**Exercise brief**
Identify every line in the listing that contains the word "provide", and copy each such line.
>> Start
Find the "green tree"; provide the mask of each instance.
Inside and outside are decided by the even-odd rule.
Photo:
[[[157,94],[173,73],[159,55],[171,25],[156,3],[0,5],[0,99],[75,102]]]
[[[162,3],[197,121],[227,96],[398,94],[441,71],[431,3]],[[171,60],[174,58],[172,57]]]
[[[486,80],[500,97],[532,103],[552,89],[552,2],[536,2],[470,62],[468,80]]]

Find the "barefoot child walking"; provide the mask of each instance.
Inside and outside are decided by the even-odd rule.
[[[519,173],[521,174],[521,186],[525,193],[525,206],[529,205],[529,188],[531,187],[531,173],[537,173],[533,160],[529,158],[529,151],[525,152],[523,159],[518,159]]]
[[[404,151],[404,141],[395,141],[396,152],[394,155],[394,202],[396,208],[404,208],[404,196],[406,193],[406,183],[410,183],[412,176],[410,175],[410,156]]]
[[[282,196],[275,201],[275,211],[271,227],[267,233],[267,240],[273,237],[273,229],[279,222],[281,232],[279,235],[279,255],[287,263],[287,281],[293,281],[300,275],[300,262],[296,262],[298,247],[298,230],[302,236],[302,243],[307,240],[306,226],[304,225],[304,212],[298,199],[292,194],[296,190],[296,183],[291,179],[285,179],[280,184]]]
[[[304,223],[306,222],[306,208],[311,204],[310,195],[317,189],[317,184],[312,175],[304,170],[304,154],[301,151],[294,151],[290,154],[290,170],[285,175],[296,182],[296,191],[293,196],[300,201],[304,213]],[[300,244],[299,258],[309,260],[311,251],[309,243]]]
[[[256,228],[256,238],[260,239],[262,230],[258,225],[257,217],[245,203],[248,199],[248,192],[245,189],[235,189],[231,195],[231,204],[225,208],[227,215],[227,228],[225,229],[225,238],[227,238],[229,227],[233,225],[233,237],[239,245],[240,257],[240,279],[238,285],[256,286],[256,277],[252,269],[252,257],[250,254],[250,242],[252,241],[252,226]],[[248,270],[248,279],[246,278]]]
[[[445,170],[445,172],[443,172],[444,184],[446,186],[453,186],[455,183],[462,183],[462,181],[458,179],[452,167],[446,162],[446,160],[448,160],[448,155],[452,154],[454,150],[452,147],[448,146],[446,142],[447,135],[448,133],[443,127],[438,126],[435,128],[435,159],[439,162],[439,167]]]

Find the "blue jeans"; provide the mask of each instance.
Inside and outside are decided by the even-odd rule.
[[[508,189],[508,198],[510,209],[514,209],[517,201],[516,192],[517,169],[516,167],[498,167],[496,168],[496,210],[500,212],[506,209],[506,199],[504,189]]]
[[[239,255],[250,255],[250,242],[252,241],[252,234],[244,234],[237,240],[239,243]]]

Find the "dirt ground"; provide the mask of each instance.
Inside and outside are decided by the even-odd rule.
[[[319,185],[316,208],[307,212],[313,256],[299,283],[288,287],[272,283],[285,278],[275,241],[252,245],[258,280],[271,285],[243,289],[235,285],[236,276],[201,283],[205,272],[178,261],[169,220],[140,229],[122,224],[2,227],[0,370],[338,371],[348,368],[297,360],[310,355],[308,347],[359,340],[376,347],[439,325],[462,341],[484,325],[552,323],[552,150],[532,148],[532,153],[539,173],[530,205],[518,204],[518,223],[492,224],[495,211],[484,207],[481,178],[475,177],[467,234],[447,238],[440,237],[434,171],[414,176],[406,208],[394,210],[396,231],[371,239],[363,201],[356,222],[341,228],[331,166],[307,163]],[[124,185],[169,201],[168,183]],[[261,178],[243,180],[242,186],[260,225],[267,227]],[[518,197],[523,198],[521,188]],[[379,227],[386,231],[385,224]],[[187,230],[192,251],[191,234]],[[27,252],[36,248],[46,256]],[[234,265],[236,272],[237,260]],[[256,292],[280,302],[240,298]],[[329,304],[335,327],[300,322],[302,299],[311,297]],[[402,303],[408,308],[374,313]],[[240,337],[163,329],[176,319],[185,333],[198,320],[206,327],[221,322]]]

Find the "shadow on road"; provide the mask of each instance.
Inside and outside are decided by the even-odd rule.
>> End
**The completed task**
Find the "green tree"; provide the mask of each instance.
Find the "barefoot child walking"; provide the mask of each instance.
Find the "blue jeans"; provide the mask of each instance.
Find the "dirt ground"; provide the mask of each instance.
Find the "shadow on road"; provide the mask of each instance.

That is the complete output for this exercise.